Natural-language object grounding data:
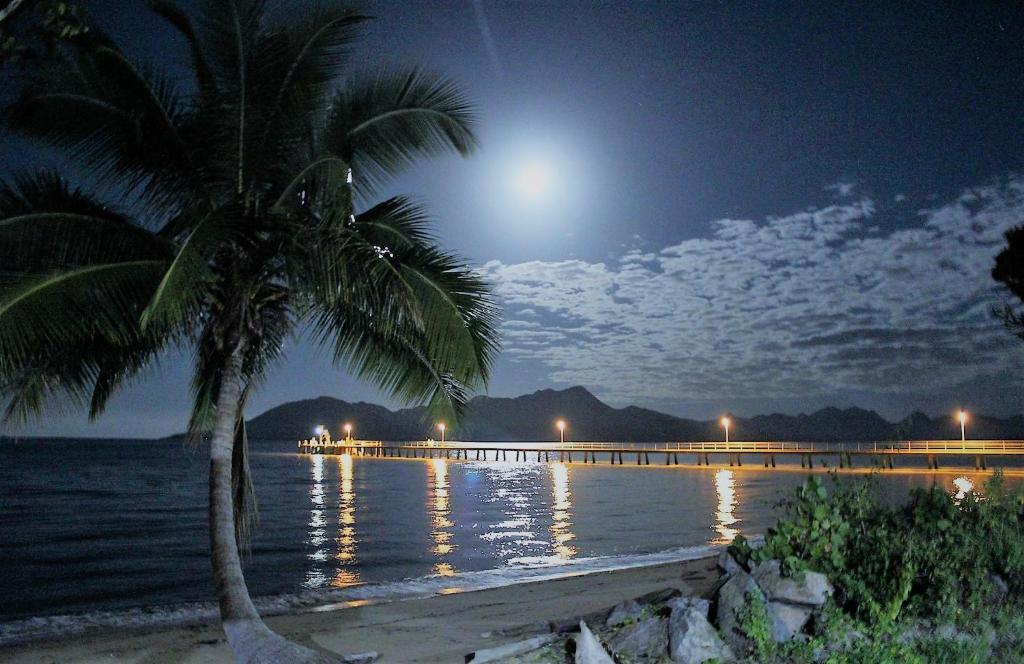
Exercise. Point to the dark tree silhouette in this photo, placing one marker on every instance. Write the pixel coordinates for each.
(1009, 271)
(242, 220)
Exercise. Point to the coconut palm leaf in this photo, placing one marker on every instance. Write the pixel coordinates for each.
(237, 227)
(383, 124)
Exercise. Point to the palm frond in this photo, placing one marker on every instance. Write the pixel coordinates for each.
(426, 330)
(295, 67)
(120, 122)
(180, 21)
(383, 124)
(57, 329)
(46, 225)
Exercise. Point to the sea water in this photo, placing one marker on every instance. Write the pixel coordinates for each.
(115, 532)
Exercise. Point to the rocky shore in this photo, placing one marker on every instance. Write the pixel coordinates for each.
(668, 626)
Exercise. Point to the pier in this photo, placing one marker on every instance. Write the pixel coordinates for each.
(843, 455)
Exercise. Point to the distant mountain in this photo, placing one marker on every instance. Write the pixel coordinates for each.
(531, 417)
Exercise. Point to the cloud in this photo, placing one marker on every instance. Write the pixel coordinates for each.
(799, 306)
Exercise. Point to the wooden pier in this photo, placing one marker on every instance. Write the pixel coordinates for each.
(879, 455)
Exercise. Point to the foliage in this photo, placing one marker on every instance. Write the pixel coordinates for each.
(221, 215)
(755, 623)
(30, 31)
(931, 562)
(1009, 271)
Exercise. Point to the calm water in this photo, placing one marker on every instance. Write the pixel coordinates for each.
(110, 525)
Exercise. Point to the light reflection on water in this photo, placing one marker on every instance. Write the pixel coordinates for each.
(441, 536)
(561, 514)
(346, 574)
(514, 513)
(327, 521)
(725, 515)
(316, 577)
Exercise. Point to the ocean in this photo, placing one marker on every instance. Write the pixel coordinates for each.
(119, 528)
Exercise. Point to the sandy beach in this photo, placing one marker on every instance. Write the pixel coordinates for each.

---

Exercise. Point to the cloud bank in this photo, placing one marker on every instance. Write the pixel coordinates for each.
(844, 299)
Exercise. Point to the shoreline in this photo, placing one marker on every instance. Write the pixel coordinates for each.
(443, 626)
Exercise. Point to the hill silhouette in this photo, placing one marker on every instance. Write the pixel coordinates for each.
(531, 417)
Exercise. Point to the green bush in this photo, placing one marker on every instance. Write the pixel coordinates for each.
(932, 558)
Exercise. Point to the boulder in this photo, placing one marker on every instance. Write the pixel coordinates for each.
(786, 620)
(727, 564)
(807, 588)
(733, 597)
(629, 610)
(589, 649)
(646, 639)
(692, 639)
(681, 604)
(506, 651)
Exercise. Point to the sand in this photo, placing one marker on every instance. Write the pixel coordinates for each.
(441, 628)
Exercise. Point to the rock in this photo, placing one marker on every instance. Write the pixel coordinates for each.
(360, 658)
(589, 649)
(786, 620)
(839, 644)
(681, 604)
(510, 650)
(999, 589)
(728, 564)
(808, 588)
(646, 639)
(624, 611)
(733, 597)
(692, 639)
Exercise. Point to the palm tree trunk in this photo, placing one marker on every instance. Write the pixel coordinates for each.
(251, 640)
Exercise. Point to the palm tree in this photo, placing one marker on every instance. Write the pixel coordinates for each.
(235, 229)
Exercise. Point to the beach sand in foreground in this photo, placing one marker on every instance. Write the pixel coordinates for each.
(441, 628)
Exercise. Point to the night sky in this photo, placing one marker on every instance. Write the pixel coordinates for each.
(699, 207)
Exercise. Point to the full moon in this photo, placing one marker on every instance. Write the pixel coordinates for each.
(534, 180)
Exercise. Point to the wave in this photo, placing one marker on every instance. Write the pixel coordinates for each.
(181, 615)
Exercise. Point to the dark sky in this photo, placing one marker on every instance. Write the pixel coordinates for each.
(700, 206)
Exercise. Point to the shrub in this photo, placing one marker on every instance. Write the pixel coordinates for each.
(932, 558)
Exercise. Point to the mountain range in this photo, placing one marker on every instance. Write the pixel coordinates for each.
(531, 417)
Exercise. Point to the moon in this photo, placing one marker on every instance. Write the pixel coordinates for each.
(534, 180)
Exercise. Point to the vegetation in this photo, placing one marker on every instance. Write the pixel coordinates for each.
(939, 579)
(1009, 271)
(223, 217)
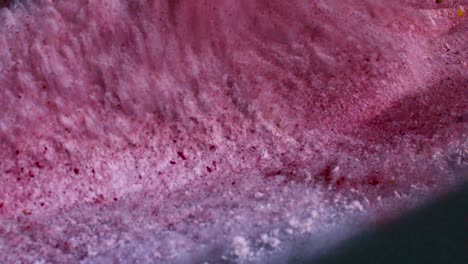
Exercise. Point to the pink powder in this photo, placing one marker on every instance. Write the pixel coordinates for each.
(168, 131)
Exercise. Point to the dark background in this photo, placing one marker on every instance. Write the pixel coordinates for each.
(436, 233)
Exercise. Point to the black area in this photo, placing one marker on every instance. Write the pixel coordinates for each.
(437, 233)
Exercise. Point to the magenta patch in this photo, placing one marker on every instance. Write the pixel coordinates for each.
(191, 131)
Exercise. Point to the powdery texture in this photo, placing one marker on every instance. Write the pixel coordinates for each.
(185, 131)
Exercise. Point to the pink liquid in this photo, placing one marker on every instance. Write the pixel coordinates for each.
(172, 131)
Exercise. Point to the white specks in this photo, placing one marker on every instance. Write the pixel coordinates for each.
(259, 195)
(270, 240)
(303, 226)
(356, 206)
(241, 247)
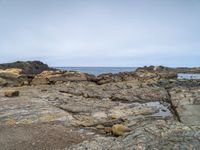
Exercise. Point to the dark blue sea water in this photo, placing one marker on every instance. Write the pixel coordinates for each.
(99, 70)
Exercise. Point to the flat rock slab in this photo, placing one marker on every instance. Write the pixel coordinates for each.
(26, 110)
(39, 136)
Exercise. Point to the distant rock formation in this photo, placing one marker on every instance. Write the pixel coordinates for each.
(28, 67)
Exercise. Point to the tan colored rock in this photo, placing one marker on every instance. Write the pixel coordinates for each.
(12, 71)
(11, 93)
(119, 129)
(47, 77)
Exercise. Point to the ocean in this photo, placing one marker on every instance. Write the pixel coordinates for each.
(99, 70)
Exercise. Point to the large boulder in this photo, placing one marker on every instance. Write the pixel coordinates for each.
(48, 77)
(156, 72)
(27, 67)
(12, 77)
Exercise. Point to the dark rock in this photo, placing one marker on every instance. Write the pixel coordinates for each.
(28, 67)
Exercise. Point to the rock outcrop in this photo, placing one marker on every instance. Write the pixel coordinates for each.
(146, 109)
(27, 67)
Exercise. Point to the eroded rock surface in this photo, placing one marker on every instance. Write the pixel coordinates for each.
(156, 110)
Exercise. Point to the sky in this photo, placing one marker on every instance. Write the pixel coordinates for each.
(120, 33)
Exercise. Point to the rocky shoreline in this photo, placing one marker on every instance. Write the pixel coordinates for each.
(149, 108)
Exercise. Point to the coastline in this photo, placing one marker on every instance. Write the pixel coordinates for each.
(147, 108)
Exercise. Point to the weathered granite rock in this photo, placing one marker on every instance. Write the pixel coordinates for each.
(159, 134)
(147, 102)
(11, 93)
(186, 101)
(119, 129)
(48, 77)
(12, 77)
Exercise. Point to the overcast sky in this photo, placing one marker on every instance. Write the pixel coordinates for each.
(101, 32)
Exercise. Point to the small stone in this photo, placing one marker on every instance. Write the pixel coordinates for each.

--

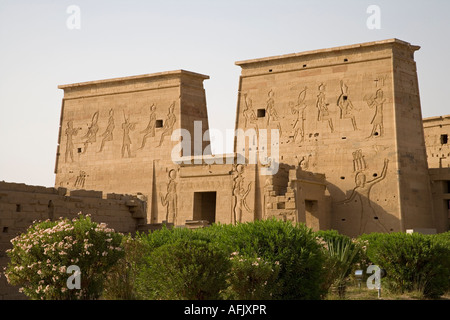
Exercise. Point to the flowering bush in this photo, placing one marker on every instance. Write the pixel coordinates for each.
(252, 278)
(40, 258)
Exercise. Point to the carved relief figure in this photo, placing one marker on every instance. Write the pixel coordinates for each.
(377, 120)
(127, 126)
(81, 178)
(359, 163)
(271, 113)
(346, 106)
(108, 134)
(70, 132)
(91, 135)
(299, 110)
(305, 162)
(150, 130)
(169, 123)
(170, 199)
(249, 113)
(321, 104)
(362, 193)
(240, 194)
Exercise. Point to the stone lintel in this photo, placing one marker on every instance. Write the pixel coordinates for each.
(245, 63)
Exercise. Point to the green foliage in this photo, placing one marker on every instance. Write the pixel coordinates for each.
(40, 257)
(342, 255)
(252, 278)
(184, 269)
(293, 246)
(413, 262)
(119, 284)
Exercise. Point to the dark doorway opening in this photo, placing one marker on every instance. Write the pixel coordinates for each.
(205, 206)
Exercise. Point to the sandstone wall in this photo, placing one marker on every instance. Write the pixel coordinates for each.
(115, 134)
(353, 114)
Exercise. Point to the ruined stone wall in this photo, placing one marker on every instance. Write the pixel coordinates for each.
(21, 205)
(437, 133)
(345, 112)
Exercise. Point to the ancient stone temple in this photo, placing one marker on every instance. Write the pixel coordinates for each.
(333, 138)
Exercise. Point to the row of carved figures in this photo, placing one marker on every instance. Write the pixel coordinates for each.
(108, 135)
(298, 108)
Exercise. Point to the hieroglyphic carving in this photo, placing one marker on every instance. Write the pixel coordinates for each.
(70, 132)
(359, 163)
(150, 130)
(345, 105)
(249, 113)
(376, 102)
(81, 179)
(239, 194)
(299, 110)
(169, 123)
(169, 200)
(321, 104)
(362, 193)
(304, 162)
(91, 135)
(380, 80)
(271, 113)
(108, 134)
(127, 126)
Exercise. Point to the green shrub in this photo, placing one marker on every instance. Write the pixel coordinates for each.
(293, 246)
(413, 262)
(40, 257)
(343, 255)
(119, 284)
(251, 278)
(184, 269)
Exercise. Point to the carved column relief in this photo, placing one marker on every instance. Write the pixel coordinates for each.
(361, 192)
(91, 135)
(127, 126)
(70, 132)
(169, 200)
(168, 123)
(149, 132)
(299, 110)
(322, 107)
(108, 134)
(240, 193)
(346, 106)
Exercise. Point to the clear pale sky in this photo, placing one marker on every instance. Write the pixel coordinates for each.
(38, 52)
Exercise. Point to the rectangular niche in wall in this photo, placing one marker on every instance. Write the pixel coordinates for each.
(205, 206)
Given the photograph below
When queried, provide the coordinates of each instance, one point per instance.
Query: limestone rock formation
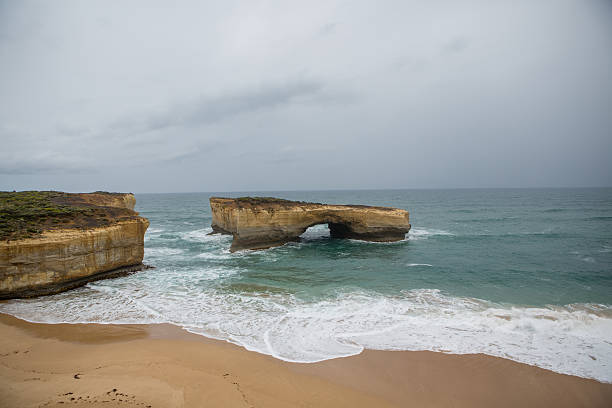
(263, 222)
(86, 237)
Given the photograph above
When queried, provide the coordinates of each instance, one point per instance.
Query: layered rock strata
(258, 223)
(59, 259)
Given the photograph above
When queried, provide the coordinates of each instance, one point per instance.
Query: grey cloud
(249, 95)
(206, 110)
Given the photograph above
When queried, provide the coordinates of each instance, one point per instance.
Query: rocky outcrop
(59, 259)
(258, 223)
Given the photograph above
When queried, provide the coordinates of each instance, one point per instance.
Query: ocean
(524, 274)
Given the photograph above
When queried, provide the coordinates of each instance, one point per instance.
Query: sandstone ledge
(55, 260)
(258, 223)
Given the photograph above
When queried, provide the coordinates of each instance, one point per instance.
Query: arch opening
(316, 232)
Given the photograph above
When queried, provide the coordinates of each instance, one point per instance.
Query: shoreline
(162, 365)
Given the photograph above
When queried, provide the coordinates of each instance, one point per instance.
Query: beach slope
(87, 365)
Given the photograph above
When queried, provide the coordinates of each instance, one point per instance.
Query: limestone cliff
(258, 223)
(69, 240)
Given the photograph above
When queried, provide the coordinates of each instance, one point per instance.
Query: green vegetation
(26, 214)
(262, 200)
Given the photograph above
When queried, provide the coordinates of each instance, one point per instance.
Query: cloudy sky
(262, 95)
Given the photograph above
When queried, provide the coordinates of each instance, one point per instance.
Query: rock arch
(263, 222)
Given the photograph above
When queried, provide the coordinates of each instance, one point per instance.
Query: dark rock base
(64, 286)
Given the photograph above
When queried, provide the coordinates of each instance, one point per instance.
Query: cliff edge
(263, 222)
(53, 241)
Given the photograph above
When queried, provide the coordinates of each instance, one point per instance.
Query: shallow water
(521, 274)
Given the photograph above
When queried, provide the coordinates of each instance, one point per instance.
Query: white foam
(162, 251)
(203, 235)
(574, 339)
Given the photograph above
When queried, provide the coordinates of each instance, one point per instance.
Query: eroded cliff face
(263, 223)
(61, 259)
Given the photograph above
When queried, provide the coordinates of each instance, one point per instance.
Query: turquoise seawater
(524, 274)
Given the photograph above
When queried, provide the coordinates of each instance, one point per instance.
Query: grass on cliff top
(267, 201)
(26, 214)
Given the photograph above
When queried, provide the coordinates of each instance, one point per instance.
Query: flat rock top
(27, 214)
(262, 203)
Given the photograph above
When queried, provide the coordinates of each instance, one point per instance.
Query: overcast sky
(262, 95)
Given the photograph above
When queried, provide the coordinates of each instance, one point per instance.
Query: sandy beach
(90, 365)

▶ What is being asked:
Copy the stretch of the records above that runs from the line with "Exercise. Point to the distant mountain" through the line with "Exercise. Point to the sandy". Both end lines belong in the copy, and nothing else does.

▶ Result of the exercise:
Exercise. Point to the distant mountain in this photo, placing one marker on every instance. Write the pixel coordinates for each.
(531, 417)
Exercise. Point to the cloud in this photo, placing one marker on every instance. Write the pixel coordinates for each.
(799, 306)
Exercise. Point to the wooden pier in this photo, placing one marker on every instance. Write the pixel coordinates for each.
(879, 455)
Exercise. Point to the foliage in this photo, placing one marker on every instance. Write the pixel coordinates for each.
(221, 215)
(755, 623)
(30, 31)
(931, 562)
(1009, 271)
Exercise. Point to the calm water in this photo, placing one marker on every instance. Write the pixel coordinates for each.
(110, 525)
Exercise. Point to the light reflection on water in this photo, placing one marker on every instance. Write the pixel coordinates for each.
(441, 536)
(561, 514)
(346, 574)
(514, 513)
(327, 521)
(725, 515)
(316, 577)
Exercise. Point to the ocean in this photo, placing one marker on every instance. Write the pixel coordinates for each.
(119, 528)
Exercise. Point to the sandy beach in this photo, placing one marker on every instance. Write the pixel coordinates for each.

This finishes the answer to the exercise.